(Problem to work on) Can you repeat the lines between the one containing "For the benchmark, mark every instance of the chimney in" and the one containing "432], [341, 325]]", inclusive, with "chimney" swapped for "smokestack" and nothing else changed?

(Dataset extract)
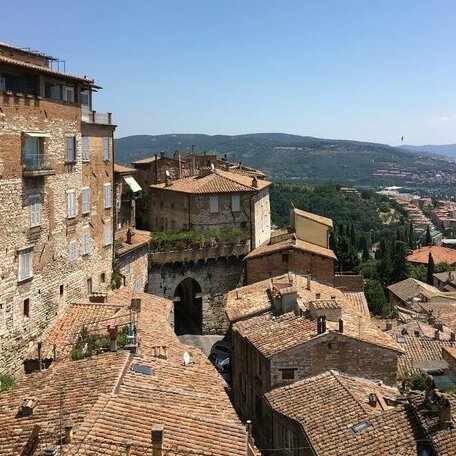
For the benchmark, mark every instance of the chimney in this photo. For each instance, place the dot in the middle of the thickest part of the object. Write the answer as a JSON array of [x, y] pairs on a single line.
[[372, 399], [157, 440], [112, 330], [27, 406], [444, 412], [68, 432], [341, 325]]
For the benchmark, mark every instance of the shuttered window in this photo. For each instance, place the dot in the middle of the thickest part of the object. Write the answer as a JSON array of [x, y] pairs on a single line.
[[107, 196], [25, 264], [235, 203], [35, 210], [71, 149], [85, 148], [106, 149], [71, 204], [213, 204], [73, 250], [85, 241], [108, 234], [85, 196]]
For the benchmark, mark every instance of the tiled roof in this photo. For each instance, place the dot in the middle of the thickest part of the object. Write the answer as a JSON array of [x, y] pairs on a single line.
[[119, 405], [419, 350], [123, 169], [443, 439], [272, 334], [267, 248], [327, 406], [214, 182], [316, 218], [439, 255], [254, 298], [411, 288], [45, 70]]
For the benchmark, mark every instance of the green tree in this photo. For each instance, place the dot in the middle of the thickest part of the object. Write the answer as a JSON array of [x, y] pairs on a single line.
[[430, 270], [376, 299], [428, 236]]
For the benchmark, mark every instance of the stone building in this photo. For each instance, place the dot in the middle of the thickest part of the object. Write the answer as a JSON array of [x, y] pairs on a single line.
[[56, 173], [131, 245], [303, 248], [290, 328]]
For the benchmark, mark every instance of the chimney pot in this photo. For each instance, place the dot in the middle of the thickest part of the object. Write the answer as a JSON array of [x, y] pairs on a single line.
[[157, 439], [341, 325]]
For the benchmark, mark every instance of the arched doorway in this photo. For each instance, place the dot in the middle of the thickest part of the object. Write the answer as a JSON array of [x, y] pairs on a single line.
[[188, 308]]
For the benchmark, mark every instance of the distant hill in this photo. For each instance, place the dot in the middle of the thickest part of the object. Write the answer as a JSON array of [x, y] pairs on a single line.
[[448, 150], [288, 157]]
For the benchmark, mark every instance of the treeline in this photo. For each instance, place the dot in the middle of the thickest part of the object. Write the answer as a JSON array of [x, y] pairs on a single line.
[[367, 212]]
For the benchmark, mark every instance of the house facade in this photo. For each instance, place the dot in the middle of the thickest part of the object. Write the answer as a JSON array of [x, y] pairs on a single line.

--

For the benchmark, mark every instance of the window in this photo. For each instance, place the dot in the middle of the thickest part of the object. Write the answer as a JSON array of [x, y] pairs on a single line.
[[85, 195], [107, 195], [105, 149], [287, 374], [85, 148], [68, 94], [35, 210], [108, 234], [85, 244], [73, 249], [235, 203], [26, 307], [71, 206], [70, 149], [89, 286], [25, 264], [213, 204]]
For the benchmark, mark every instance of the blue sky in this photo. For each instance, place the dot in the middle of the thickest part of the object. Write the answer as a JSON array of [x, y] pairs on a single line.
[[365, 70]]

(The answer)
For the benchmark, mark every instance of the smokestack in this photo. For each instance, place the dot in the middle of the thickest part of the object. Write the answer as a JSON array of [x, y] pairs on a single line.
[[372, 399], [157, 440], [112, 330], [27, 406], [444, 412], [68, 432], [341, 325]]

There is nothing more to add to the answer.